### Records provided
──────

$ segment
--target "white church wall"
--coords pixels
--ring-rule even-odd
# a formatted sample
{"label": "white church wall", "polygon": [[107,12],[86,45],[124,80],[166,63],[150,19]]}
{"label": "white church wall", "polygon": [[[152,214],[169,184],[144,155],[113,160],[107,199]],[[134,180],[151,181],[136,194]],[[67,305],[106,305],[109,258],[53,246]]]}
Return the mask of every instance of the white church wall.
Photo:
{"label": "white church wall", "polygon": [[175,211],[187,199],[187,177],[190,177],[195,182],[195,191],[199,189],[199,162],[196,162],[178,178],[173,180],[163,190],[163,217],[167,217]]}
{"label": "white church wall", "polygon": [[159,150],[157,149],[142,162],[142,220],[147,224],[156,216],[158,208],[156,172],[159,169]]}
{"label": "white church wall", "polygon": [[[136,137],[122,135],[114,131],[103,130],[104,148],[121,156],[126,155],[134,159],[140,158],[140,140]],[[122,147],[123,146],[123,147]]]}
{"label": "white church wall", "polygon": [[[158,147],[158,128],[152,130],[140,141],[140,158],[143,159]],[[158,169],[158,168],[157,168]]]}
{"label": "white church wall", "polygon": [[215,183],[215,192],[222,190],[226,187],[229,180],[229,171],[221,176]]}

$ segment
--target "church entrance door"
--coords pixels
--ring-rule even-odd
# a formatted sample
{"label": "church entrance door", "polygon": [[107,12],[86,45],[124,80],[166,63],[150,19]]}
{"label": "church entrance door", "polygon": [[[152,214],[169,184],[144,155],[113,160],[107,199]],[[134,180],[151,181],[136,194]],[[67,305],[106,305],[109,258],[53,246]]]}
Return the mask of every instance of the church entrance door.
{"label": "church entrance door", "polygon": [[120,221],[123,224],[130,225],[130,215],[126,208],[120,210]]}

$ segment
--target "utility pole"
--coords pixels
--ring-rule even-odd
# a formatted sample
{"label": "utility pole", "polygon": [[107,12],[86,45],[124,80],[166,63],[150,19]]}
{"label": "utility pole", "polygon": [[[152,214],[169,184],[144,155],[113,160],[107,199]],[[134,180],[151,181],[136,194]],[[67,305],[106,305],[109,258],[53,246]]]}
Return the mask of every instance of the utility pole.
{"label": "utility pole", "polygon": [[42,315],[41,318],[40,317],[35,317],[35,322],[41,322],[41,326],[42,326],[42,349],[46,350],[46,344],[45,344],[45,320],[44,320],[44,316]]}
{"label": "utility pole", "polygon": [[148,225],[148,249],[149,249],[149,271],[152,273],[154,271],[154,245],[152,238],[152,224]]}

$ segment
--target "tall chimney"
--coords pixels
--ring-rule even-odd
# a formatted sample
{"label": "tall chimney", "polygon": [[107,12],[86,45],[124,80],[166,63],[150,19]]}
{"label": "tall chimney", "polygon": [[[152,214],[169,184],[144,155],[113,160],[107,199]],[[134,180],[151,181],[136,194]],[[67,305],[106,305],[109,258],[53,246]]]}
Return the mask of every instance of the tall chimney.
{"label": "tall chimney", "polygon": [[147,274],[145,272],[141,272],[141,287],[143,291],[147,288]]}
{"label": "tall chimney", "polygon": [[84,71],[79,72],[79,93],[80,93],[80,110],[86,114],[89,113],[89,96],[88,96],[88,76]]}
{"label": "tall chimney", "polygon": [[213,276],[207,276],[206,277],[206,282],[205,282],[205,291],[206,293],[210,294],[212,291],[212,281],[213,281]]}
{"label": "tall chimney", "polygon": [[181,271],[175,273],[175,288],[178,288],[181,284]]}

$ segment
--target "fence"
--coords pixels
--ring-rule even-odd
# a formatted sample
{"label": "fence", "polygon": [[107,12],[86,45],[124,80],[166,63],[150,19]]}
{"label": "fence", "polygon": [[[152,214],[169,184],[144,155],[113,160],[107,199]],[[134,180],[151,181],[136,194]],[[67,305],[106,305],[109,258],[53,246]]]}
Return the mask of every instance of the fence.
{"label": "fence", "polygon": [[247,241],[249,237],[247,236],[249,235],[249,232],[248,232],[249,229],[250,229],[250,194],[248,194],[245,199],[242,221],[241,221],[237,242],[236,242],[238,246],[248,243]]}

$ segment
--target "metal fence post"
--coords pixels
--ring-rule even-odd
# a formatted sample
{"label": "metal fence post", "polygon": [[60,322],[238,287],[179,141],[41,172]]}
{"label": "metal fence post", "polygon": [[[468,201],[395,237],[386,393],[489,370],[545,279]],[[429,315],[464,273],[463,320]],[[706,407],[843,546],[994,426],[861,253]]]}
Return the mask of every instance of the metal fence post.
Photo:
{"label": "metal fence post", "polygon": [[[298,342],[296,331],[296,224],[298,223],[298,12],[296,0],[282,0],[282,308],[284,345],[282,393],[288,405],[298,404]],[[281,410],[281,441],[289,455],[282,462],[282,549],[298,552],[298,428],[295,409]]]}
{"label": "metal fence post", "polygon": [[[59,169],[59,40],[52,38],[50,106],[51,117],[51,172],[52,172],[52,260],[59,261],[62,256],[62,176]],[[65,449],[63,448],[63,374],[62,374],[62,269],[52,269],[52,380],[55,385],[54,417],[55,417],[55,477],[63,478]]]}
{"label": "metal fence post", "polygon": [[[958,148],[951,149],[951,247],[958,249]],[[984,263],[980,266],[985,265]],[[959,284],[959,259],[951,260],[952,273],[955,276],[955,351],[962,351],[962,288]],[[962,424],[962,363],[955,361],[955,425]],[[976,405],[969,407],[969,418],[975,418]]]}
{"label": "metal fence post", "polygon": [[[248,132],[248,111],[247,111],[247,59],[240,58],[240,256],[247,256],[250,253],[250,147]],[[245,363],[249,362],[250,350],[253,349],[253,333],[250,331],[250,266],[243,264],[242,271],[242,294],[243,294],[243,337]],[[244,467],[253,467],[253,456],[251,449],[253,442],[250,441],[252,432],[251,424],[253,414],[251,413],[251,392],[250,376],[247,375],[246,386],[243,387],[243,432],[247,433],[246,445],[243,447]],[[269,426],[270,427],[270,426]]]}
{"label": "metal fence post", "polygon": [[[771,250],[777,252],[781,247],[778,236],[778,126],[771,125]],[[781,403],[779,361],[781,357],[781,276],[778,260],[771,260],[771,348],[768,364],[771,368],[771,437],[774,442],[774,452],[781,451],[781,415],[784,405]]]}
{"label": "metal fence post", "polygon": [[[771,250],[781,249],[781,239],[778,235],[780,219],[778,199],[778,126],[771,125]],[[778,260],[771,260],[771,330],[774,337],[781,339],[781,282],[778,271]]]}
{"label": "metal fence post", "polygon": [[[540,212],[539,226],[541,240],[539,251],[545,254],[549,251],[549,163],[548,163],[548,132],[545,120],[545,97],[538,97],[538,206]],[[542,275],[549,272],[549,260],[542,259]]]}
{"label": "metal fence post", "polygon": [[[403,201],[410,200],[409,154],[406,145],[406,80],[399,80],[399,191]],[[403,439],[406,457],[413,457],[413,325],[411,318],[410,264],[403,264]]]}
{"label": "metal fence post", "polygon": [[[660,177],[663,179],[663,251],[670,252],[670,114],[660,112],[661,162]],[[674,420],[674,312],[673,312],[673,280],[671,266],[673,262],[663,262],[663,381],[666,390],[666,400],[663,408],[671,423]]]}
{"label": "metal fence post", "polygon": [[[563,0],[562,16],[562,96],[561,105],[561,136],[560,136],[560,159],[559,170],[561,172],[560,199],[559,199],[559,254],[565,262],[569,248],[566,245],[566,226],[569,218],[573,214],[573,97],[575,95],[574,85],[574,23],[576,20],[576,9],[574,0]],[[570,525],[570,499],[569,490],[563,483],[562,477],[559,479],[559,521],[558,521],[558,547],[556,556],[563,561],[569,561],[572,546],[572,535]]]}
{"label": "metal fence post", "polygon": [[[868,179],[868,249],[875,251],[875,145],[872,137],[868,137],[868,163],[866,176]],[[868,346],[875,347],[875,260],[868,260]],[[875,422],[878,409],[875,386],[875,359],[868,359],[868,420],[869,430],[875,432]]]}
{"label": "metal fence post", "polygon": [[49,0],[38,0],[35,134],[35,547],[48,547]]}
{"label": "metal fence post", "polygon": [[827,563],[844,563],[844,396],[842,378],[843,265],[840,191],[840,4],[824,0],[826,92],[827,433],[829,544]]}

──────

### Activity
The answer is the records above restated word for word from their opening line through the line that holds "Return the mask of every instance of the white", both included, and nothing else.

### Response to the task
$ segment
--target "white church wall"
--coords pixels
--ring-rule even-odd
# a formatted sample
{"label": "white church wall", "polygon": [[107,12],[86,45],[124,80],[166,63],[150,19]]}
{"label": "white church wall", "polygon": [[[152,214],[169,184],[144,155],[113,160],[107,199]],[[134,180],[151,181],[136,194]],[[67,305],[106,305],[109,258],[53,246]]]}
Return the mask of every instance of the white church wall.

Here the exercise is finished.